TASK TO COMPLETE => Write out the entries below exactly as they stand. Skip every image.

RECORDS SUPPLIED =>
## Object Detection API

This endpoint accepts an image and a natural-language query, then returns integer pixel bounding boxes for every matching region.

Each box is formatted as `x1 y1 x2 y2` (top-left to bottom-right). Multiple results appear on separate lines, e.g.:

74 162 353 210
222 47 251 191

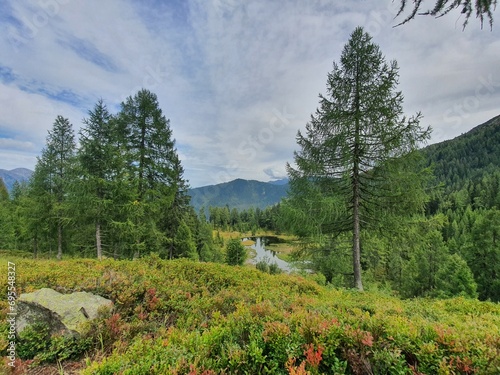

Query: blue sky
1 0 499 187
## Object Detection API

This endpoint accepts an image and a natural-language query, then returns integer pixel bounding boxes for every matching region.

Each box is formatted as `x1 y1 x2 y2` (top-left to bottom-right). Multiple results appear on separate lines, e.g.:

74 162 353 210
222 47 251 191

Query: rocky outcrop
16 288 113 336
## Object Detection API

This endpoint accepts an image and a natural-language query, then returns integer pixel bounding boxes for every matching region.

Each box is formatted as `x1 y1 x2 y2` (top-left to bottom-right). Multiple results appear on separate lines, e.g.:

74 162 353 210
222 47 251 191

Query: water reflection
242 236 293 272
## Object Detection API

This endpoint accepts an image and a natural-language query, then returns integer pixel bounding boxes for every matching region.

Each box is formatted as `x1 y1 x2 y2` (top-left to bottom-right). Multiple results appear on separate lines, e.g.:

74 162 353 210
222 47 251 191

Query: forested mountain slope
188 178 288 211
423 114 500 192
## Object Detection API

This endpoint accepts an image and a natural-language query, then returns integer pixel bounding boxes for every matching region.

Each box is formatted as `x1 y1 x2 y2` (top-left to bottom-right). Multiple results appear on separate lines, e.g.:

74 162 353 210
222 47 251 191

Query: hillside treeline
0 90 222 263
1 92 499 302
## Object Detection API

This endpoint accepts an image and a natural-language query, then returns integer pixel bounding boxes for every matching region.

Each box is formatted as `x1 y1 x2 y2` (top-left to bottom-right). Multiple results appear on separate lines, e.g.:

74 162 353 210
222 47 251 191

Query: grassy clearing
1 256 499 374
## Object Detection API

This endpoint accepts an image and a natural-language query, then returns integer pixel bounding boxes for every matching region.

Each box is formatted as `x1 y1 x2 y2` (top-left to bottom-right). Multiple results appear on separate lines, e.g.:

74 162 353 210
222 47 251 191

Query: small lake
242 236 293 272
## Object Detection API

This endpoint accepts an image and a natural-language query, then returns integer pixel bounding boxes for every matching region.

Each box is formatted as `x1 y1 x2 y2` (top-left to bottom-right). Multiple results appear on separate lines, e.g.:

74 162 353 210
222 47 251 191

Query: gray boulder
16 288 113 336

RESPONSE =>
## Object Detection API

This endpoint accepts an image and a natural-language query, then returns integer pixel bounding boxes for every matching region.

Each box is formatted as `x1 y1 x2 y2` (top-left to bottom-right). Multiple results appear on separate lines, e.g.:

74 162 353 210
222 47 251 191


Query: blue sky
1 0 499 187
## Object Detection API

This endpoint accepts an image and a natural-language query, then returns integer pixel bounding boxes for every matching region.

Each box is formatted as `x1 y1 x2 y2` (top-left to bottom-right). Multiple results appear on separate lines, e.g.:

74 162 353 210
222 47 251 191

Query: rocky outcrop
16 288 113 336
## Object Detection API

This endpoint accepts an image and a natural-language query, then returns integer pixel bounding boxes for every matching region.

Each box is formatted as `x1 y1 x2 y2` (top-left to bottom-right). Multiple results appear on separate lines, e.g.:

74 162 353 210
222 47 251 191

Query: water reflection
242 236 293 272
## Object Detection API

This endpoint accepts an image and a natural-language query, then returns integer pixel bounding boxes for every matching region.

Each box is formatted as `x1 y1 x2 y2` (top-left to bottom-right). Multiple results appear on separate lines, e.g.:

74 162 353 210
222 47 251 191

Query: forested mountain slope
188 178 288 211
423 114 500 192
## Object Detection API

This endpoint accepts an image and a natural-language query, then returns integer pixel bounding boxes for every matching region.

Each box is formatted as `x1 y1 x2 y2` (top-left to bottom-right). Multiple results appear on separate lines, e.g.:

74 162 353 210
222 47 251 191

Query: hillside treeline
0 90 222 263
1 92 499 302
## Object Detection API

This endpoint accepts an image and a natural-language query, then returns integer pixel bounding boxes for every matching region.

Each box is formatted as `x1 y1 x2 y2` (top-left to bottom-right). Multiple results appear on separate lines, e.g.:

74 162 353 210
222 47 251 191

Query: grassy clearing
1 256 499 374
## Object Detection API

This endpoint accepts an image and a natural-language query, then returns integer pixel bounding boxes for every matching region.

Each box is formatted as `x1 y1 x2 y2` (top-left to bottom-right). Multiple results appear on separate lines, e.g.:

74 162 353 210
222 47 251 191

Query: small lake
242 236 293 272
## Object Detection API

This endpoint accepts an image and a natural-language query, then returns integer pixel bounding boxes for every matching region.

Each box is formatted as `x1 y1 x2 y2` (top-left to bottom-right). Multiple results appear on separate lines, e.g.:

74 162 353 210
222 47 251 191

Query: gray boulder
16 288 113 336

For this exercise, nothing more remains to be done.